[Data records]

##########

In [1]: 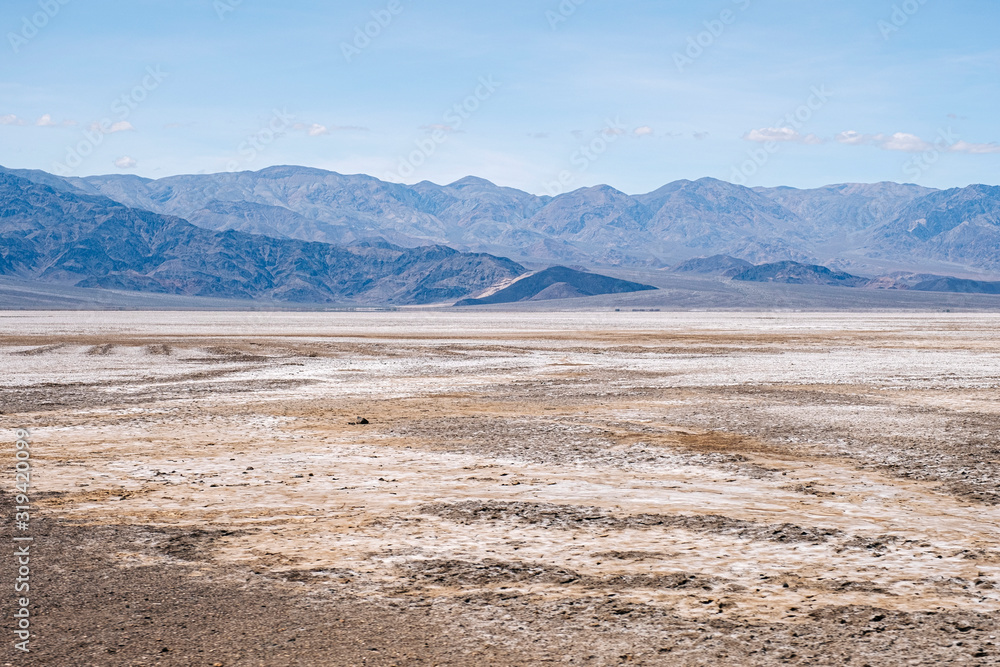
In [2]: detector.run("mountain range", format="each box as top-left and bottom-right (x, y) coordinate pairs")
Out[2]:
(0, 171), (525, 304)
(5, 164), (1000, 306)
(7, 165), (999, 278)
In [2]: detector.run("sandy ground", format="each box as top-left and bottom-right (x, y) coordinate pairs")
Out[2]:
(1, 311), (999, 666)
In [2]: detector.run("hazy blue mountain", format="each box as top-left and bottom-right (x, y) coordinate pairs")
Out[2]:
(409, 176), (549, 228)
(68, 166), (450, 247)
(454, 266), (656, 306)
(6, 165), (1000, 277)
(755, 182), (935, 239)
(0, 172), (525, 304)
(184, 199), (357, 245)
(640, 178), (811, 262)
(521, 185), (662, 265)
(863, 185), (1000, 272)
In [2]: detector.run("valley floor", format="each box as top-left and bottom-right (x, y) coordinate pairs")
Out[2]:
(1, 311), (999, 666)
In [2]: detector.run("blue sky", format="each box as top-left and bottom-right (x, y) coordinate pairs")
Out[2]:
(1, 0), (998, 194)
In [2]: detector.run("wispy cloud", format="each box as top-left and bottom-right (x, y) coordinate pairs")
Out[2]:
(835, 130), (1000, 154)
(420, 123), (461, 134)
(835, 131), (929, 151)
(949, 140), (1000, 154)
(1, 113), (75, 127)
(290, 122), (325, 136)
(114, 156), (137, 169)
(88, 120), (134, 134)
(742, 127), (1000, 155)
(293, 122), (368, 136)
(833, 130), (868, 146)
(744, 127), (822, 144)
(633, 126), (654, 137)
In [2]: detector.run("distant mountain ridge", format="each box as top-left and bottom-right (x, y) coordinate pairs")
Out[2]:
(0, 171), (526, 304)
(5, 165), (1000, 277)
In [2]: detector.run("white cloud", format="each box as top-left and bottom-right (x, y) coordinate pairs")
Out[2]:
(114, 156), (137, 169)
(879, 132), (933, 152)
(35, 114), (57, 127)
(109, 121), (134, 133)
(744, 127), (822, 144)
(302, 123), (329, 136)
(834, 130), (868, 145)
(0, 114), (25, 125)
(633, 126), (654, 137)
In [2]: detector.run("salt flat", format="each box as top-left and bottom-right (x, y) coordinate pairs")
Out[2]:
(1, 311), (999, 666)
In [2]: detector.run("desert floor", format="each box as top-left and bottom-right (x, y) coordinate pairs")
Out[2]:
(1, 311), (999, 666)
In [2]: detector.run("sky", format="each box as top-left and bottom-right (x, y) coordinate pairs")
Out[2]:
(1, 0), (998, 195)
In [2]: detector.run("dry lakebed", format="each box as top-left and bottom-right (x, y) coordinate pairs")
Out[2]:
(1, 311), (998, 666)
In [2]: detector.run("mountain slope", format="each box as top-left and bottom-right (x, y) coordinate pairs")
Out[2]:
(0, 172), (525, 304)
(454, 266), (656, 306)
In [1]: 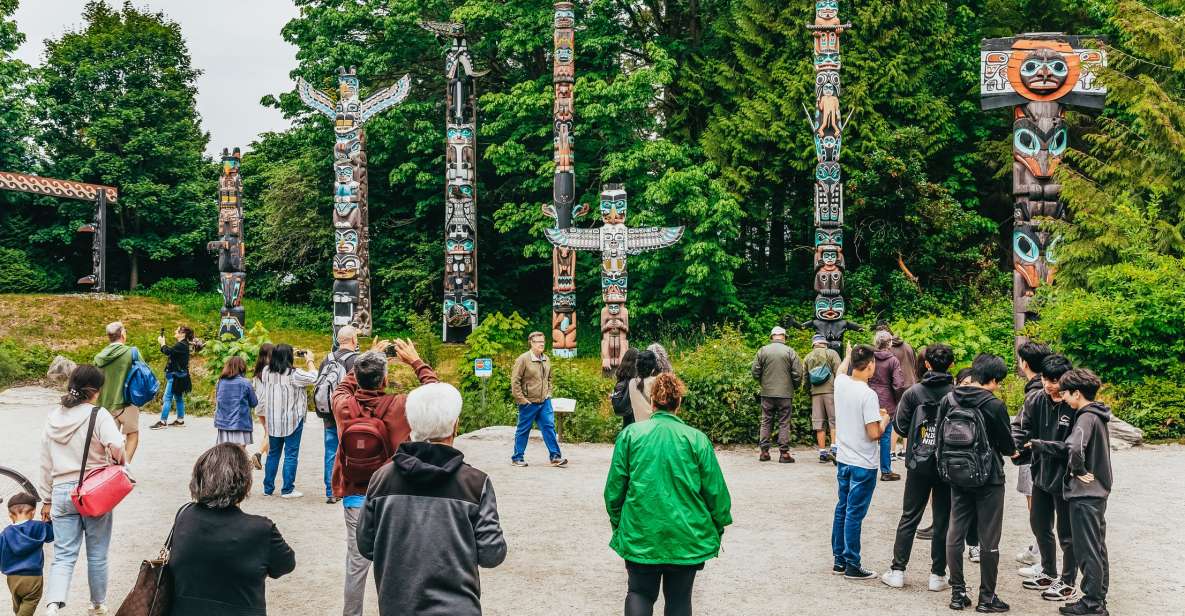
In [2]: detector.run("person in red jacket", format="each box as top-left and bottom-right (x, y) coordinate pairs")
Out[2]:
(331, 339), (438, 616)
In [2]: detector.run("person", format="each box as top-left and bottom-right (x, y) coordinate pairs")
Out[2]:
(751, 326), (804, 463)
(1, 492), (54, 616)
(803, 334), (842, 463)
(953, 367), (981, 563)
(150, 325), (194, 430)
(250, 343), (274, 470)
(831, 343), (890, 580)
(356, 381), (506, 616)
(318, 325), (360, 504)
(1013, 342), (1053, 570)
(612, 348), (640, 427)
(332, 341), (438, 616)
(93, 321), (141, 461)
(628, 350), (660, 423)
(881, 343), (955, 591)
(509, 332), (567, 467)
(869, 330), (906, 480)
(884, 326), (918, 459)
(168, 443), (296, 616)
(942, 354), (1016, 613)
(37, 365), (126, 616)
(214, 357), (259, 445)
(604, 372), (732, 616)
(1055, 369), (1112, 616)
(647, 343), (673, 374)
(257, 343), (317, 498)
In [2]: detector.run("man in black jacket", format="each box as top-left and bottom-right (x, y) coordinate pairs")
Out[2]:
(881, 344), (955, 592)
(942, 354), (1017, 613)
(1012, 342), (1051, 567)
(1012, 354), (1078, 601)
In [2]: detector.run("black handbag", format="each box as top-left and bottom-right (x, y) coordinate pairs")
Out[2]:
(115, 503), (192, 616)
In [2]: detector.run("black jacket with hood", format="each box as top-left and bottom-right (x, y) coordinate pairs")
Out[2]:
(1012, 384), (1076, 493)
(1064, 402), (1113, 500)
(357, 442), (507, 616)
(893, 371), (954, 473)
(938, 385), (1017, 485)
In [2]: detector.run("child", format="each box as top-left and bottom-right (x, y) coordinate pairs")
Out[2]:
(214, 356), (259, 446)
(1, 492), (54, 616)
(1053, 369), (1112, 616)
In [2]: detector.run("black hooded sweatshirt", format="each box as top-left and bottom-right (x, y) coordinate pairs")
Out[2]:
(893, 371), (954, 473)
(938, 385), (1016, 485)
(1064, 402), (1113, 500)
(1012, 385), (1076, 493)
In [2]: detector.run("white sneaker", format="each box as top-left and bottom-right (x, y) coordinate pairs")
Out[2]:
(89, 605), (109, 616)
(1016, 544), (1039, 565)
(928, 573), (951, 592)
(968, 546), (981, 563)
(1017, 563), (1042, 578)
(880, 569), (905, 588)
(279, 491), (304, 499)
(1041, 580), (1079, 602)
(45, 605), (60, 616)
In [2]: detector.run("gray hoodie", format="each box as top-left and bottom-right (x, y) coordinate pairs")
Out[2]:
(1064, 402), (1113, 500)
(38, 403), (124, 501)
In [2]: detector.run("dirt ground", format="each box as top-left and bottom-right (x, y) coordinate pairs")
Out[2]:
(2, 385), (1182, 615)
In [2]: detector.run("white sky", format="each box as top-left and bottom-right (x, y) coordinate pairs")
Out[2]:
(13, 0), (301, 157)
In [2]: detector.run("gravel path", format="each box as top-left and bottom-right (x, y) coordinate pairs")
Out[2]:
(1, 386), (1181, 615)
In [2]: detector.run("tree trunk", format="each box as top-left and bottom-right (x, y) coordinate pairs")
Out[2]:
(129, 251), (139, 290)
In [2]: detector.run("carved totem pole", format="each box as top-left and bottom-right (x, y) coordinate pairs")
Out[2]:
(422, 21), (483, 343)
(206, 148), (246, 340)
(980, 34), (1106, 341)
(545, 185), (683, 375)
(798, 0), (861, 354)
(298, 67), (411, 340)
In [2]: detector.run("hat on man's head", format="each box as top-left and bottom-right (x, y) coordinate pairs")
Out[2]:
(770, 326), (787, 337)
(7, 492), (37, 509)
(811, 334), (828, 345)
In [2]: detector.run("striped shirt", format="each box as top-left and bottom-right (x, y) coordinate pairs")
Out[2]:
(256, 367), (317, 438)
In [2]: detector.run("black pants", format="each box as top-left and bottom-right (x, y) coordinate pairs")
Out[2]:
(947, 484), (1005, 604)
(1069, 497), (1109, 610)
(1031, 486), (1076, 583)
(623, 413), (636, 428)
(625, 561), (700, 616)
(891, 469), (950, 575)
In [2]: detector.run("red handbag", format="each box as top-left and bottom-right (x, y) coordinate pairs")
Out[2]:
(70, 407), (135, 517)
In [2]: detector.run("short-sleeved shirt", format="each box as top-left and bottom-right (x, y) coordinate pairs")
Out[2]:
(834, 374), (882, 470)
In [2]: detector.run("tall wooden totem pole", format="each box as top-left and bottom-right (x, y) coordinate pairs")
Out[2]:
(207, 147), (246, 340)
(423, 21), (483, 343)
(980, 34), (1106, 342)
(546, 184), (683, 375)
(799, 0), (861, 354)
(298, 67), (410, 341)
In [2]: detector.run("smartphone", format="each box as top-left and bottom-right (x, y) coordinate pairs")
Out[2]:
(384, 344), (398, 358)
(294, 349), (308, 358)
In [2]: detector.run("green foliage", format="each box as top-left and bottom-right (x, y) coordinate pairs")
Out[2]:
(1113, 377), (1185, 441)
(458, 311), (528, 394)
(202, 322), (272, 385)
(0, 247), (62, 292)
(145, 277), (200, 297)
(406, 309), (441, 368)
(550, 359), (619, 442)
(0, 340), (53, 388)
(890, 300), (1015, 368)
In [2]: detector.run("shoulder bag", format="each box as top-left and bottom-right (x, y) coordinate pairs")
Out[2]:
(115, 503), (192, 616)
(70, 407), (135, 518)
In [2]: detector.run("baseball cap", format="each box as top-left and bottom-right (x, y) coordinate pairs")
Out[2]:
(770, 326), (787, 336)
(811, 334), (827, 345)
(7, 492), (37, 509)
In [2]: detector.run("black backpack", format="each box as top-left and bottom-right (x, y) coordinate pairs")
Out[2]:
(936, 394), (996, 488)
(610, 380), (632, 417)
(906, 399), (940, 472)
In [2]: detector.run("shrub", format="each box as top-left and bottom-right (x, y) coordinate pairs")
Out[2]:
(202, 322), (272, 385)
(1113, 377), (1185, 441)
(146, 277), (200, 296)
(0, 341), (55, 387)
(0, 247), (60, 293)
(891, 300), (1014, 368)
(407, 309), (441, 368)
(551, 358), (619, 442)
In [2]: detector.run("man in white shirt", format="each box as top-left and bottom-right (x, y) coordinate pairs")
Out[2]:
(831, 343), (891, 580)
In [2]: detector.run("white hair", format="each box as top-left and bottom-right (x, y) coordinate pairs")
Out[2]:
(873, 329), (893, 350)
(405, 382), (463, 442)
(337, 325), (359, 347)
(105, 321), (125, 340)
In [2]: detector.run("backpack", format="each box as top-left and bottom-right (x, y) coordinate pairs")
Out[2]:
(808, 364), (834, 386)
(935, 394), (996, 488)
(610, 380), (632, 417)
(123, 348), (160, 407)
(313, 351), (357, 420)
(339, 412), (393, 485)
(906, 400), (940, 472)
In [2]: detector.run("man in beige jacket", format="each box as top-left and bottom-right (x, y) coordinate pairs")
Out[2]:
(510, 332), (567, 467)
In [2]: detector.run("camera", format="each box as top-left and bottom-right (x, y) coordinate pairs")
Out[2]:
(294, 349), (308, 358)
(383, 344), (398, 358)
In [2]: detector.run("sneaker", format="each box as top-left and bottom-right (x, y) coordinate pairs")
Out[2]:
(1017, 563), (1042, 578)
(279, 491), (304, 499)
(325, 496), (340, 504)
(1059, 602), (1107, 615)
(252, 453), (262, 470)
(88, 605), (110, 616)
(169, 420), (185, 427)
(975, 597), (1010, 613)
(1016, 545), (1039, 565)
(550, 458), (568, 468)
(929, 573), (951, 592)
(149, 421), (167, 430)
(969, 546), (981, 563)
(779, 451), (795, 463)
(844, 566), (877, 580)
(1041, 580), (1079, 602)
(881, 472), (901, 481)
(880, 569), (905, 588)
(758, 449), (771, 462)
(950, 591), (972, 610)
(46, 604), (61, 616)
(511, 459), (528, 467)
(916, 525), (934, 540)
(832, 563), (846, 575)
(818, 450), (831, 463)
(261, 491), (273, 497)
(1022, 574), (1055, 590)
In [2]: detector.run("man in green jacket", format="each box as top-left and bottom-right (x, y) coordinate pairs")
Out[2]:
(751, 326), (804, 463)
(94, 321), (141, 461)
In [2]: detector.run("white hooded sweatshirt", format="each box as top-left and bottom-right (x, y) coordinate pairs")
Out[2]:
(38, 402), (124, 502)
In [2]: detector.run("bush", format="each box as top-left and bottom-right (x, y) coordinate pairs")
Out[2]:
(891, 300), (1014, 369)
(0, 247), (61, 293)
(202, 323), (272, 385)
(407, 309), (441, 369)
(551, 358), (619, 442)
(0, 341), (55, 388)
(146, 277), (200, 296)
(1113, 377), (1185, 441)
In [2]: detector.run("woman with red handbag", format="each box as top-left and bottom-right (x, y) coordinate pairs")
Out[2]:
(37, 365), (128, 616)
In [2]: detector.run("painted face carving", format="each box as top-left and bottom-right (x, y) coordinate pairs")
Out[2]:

##########

**Task objective**
From the entries above, copy every line containing the word "person".

**Answer below**
In [2]: detector.run("person in red jacket", format="each box as top-left and bottom-right (x, y) coordinate pairs")
In [2]: detector.run("person", format="each box as top-left and bottom-right (x, y) coordinate pairs")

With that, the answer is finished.